# START OF Given information
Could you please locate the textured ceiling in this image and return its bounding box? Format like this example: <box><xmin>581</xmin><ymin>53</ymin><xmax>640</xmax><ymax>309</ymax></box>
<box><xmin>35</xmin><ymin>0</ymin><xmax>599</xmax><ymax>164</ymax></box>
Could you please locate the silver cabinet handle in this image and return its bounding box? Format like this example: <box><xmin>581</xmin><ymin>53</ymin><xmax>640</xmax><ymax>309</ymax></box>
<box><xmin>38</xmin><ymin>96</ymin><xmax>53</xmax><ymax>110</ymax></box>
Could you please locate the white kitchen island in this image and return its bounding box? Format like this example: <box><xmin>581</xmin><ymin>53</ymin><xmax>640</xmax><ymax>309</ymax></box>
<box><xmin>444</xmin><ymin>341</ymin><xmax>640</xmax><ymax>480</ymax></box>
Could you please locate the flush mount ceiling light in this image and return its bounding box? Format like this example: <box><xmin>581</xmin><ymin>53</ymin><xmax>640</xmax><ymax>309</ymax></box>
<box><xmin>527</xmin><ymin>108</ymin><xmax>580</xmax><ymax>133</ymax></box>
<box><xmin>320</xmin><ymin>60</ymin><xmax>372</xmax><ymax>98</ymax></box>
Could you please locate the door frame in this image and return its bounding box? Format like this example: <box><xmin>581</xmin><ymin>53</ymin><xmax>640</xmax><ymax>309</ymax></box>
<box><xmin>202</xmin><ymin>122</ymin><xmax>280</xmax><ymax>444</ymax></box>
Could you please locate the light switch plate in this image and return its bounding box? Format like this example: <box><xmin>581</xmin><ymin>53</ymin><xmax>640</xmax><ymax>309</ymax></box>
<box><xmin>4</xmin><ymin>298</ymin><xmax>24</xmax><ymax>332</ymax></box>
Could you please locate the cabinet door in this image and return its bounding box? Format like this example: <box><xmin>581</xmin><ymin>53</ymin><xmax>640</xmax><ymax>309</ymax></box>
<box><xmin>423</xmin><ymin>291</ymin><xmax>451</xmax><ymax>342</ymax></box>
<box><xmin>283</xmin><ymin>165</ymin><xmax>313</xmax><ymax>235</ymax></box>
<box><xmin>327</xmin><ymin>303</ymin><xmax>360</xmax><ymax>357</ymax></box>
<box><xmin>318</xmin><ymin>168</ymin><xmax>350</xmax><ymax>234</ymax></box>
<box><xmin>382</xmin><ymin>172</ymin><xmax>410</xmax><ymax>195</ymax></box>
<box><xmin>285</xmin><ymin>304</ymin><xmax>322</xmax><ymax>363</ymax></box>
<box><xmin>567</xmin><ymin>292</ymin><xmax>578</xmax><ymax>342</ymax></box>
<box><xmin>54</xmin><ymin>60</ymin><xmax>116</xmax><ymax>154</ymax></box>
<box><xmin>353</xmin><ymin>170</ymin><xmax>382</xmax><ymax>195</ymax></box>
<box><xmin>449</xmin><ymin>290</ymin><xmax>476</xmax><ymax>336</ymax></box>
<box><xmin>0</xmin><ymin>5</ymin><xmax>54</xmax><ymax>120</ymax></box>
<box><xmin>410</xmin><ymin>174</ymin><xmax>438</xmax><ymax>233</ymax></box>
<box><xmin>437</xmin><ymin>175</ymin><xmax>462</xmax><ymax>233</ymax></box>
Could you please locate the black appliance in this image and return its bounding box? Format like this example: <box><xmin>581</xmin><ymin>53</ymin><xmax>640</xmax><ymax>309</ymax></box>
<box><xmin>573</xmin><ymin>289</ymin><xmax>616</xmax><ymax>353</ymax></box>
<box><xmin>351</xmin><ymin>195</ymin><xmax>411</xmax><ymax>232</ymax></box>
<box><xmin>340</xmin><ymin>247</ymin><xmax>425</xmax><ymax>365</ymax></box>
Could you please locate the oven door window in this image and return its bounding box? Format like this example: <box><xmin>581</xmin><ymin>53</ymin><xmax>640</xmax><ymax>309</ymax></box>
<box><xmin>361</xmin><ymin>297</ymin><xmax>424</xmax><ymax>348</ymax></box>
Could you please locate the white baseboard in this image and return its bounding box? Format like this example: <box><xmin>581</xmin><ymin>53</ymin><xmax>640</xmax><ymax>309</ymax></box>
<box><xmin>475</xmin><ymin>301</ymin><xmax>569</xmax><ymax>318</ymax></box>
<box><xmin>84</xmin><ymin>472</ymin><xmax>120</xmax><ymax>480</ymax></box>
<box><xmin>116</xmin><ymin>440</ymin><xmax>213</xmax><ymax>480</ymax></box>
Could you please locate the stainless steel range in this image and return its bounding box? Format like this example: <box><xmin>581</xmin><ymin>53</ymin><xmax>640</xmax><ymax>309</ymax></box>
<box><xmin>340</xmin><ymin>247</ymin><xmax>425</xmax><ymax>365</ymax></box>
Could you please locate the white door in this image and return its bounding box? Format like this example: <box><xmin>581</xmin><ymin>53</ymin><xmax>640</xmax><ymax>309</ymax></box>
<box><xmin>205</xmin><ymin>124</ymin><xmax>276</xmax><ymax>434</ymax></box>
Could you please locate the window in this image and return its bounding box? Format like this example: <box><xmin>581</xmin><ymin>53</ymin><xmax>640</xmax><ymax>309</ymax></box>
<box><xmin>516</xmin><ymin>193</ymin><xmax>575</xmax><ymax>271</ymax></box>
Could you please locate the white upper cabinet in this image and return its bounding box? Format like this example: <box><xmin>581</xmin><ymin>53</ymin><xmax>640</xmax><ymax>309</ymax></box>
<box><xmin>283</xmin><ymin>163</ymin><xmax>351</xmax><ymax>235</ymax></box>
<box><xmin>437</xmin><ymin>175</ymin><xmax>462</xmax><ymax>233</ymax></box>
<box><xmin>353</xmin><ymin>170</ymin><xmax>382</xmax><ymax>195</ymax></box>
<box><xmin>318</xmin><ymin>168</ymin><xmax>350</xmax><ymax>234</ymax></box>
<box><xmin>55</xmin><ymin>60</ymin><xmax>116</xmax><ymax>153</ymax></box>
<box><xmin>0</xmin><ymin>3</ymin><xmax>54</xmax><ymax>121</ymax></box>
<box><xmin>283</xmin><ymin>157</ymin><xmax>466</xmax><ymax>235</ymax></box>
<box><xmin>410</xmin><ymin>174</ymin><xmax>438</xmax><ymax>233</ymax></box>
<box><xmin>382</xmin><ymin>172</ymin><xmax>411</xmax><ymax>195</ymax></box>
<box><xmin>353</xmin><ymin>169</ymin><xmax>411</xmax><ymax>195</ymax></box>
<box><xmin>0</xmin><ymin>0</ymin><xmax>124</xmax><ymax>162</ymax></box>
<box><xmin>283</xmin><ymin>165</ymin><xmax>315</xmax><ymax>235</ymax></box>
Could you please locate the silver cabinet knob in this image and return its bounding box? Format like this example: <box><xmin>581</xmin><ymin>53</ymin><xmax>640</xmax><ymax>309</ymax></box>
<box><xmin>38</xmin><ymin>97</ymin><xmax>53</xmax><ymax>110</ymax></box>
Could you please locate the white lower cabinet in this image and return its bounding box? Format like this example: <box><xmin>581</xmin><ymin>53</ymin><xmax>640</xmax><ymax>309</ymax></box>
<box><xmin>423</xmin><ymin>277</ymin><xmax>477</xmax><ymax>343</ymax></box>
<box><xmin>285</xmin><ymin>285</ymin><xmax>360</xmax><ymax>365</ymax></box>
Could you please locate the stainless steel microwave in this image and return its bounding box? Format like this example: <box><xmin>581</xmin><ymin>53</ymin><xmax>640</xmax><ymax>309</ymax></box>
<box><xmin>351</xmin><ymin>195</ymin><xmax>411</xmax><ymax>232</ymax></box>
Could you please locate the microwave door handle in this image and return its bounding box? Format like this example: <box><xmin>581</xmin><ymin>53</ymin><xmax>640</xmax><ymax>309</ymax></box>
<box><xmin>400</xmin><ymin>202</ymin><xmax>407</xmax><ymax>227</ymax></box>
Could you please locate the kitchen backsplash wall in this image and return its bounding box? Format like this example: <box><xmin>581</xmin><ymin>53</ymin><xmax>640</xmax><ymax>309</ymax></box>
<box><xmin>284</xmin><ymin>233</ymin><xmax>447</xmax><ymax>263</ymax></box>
# END OF Given information
Goal:
Put the items from the line containing "Could you please locate the stainless steel microwave" through the end of the items into a two-column CSV with the header names item and answer. Give one row per item, with each value in a single quoted field and any line breaks replaced by spaces.

Exercise result:
item,answer
"Could you please locate the stainless steel microwave in this image and return its bounding box? Format like this example: <box><xmin>581</xmin><ymin>53</ymin><xmax>640</xmax><ymax>309</ymax></box>","<box><xmin>351</xmin><ymin>195</ymin><xmax>411</xmax><ymax>232</ymax></box>"
"Could you please locate the microwave door handle in this image and return its bounding box? Format like this example: <box><xmin>581</xmin><ymin>53</ymin><xmax>640</xmax><ymax>309</ymax></box>","<box><xmin>400</xmin><ymin>202</ymin><xmax>407</xmax><ymax>227</ymax></box>"
"Could you please locate the kitchen backsplash wall in this image and return its bounding box? Format like this example: <box><xmin>581</xmin><ymin>53</ymin><xmax>640</xmax><ymax>309</ymax></box>","<box><xmin>284</xmin><ymin>233</ymin><xmax>447</xmax><ymax>263</ymax></box>"